**Exercise prompt**
Compute how many lines in the data below contain "path"; answer only with that number.

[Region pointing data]
··········
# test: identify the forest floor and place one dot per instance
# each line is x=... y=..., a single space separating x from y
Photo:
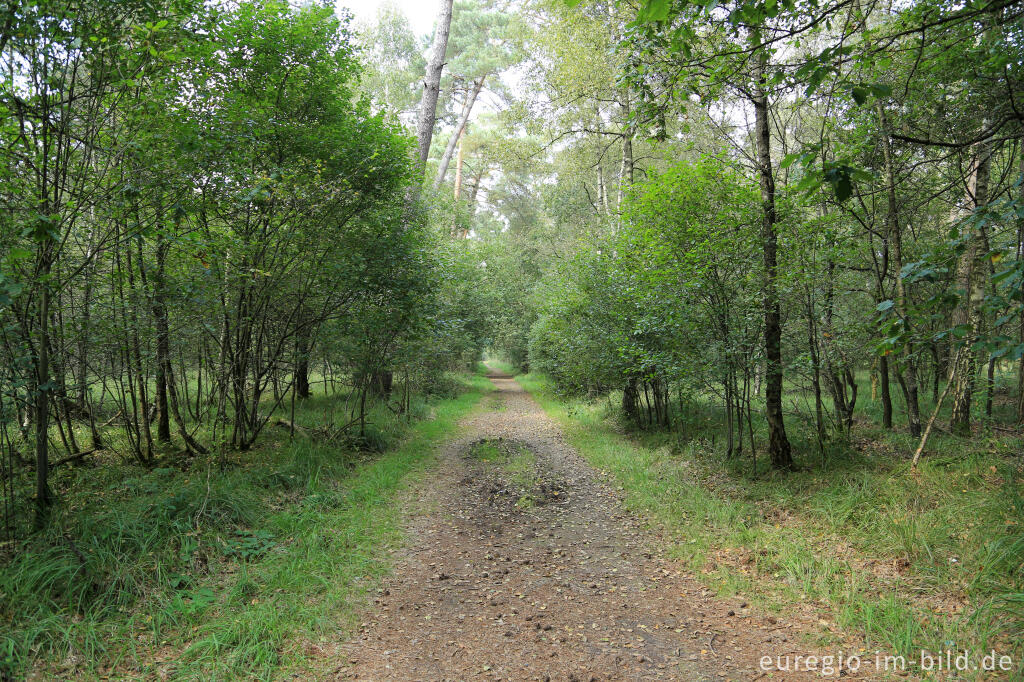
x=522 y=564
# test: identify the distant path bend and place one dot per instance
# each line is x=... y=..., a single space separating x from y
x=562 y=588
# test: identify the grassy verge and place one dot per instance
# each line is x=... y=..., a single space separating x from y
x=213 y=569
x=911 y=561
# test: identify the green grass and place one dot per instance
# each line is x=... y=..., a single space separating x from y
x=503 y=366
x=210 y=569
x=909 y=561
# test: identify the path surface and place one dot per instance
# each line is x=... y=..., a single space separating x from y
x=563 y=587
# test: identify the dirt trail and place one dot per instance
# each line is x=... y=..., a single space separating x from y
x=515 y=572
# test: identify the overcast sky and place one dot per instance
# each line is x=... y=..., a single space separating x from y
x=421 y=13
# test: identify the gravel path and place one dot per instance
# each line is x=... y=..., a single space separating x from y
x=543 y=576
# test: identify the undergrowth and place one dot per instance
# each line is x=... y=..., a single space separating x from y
··········
**Answer box**
3